| Görevler |
1 - Sayfadan alıntıda adı geçen bütün kişileri sıralayın.
2 - Sayfadan alıntıya göre Hans Christian Andersen "Kral çıplak" öyküsünü hangi tarihte yayınlamış?
3 - Lütfen sayfadan alıntıdaki "Hıncal Uluç, kendisini eleştiren Adalet Cingöz'e yanıt verdi." cümlesini İngilizceye çevirin.

HINCAL ULUÇ: ADALET CİNGÖZ KİM BİLMEM. TAKMA İSİMLER ARKASINA SAKLANIP YAZMAYI DA SEVMEM

Hıncal Uluç, kendisini eleştiren Adalet Cingöz'e yanıt verdi.

Google Haberlere Abone ol
HINCAL ULUÇ: ADALET CİNGÖZ KİM BİLMEM. TAKMA İSİMLER ARKASINA SAKLANIP YAZMAYI DA SEVMEM

HINCAL ULUÇ / SABAH



"Kral çıplak" diyen gerzekler..



"Kral çıplak" öyküsü, Türkiye'den Sri Lanka'ya yaklaşık yüz ülkenin folklöründe varmış.. Ama bilinen, kayda alan ve "Çocuklara Masallar" adlı kitabının üçüncü cildinde, 7 Nisan 1837'de yayınlayan (Yaşasın internet) Hans Christian Andersen..

| Veri Satırları |
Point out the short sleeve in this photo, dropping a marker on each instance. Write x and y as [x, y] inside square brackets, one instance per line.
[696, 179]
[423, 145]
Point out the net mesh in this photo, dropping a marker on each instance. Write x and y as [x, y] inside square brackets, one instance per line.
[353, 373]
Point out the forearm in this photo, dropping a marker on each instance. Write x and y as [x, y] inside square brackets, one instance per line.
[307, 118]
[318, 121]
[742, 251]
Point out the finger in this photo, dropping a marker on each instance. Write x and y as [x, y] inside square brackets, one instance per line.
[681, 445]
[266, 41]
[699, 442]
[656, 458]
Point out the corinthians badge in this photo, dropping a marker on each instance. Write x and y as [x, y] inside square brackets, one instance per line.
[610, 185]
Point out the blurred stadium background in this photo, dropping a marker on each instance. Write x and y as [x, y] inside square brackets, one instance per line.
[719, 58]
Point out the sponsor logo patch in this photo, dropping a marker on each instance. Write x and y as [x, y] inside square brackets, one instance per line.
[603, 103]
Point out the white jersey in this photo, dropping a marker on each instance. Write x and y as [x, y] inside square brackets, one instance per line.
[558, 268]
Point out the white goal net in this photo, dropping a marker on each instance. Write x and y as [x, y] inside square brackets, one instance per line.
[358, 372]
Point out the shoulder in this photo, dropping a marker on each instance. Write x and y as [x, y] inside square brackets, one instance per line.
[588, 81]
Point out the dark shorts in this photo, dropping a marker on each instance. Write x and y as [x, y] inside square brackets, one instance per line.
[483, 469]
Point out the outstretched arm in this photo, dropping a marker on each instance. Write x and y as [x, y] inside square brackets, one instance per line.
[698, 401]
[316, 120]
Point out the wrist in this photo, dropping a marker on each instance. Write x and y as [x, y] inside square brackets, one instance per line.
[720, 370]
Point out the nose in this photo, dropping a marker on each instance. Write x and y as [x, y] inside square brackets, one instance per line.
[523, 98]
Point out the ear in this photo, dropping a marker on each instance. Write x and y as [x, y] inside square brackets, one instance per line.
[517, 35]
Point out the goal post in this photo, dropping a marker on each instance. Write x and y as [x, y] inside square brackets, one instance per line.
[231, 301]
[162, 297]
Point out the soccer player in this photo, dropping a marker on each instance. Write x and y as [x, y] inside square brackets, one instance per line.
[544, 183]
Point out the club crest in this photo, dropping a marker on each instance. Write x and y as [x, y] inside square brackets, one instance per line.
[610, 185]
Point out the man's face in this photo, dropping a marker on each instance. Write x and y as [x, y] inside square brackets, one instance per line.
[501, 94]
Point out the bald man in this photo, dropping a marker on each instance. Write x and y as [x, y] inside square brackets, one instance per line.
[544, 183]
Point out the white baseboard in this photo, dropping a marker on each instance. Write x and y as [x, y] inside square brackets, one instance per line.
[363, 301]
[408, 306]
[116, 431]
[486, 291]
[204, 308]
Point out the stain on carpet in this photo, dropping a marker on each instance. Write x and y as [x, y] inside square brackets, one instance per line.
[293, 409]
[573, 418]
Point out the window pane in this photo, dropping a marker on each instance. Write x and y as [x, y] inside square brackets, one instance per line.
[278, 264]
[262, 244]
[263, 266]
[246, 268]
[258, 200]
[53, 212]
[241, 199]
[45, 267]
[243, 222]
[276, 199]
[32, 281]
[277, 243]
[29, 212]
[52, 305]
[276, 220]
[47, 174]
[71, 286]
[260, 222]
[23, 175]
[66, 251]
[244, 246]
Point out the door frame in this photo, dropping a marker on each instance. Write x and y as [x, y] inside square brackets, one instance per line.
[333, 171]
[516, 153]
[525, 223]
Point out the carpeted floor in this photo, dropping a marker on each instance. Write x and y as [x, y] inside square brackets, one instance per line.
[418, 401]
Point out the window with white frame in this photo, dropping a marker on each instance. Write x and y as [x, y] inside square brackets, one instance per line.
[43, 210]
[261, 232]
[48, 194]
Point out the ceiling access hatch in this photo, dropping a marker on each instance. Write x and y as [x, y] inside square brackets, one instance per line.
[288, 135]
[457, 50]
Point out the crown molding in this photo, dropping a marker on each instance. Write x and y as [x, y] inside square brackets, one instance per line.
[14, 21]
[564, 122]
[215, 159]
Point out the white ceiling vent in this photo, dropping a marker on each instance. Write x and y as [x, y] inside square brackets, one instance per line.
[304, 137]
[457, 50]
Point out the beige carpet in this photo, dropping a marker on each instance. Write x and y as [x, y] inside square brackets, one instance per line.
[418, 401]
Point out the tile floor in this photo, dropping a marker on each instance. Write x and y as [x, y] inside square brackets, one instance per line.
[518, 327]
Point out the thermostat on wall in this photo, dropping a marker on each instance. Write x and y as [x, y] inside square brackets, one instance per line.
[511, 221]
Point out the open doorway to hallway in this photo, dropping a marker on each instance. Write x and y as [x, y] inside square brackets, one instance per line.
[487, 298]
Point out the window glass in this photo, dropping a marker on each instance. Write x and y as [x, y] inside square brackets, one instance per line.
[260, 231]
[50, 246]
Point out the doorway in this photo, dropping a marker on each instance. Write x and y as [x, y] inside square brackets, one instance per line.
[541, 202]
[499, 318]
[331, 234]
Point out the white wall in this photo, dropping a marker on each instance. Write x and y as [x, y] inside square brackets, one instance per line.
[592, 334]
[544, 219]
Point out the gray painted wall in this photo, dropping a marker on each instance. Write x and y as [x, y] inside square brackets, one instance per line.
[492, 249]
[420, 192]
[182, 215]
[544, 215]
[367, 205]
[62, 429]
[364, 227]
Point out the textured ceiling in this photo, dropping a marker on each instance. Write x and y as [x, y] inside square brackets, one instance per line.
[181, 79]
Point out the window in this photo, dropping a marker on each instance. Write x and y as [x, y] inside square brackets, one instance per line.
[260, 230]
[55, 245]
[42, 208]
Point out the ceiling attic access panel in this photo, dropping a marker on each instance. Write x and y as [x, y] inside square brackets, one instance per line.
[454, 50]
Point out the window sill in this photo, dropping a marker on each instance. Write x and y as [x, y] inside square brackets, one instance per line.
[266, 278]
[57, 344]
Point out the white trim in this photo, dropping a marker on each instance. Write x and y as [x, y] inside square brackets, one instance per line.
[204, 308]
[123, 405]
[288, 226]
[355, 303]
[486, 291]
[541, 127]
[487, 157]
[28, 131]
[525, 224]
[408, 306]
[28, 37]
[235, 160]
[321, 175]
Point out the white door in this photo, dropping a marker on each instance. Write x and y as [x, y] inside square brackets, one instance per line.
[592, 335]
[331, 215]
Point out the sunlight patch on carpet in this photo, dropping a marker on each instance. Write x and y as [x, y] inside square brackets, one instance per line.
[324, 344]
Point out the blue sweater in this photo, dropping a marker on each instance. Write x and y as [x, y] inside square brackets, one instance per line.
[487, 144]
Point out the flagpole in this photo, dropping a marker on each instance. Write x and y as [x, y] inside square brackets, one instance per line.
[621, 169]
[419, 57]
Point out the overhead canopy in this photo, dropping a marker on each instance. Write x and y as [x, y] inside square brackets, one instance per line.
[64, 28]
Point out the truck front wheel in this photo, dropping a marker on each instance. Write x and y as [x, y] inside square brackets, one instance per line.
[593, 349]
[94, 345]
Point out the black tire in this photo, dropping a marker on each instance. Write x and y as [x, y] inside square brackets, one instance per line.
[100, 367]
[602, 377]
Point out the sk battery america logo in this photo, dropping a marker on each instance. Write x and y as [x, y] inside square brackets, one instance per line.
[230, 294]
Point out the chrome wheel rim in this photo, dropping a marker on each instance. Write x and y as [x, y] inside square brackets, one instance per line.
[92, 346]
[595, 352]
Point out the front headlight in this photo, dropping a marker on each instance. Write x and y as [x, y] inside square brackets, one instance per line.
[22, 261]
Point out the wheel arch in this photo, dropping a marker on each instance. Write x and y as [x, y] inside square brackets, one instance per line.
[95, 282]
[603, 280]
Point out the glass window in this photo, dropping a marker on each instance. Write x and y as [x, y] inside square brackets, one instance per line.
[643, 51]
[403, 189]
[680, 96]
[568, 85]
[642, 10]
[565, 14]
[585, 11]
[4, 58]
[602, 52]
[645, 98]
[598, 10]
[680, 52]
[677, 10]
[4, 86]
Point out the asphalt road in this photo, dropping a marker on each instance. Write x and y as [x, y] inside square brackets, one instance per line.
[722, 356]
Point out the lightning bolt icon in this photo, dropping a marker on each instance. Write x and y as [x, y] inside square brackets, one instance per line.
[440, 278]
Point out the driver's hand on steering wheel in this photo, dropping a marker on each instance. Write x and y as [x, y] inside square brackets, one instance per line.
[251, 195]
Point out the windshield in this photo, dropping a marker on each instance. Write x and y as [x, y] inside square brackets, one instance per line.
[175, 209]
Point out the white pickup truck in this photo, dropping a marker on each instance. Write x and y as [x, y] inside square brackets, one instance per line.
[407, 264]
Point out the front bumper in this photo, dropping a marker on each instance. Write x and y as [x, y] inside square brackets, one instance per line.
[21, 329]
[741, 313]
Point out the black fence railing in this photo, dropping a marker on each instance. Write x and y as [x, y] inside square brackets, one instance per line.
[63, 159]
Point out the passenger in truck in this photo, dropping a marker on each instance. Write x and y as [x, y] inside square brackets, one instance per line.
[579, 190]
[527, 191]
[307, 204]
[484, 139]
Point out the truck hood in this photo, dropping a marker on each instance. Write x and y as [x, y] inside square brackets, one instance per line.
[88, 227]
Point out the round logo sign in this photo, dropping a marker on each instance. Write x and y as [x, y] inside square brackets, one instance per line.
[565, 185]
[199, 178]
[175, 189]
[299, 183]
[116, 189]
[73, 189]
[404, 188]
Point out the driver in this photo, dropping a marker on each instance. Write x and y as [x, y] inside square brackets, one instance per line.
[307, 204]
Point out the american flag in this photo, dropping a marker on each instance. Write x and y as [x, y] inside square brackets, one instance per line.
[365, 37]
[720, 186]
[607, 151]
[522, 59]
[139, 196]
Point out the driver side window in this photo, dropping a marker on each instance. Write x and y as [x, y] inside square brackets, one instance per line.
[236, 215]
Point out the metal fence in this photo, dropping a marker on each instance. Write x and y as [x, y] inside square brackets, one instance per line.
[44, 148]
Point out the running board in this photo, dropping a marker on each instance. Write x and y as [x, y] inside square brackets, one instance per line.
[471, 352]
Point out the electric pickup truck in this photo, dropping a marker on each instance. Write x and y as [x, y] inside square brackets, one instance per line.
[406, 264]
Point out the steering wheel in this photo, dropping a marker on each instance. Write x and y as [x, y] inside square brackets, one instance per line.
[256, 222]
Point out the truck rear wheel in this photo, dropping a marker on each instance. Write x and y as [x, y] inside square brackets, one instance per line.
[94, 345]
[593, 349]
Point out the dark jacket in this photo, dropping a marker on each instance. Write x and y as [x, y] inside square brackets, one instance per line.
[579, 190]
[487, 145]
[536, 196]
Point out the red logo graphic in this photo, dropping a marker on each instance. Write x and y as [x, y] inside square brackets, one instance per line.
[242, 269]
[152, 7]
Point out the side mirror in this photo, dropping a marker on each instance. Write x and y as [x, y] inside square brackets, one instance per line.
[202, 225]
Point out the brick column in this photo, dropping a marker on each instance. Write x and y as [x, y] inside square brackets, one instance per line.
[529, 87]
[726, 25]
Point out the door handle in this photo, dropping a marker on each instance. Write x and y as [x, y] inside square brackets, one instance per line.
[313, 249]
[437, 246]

| Yanıtlar |
1 - Hıncal Uluç, Adalet Cingöz, Hans Christian Andersen

2 - 7 Nisan 1837'de.

3 - Hıncal Uluç responded to Adalet Cingöz, who had criticized him.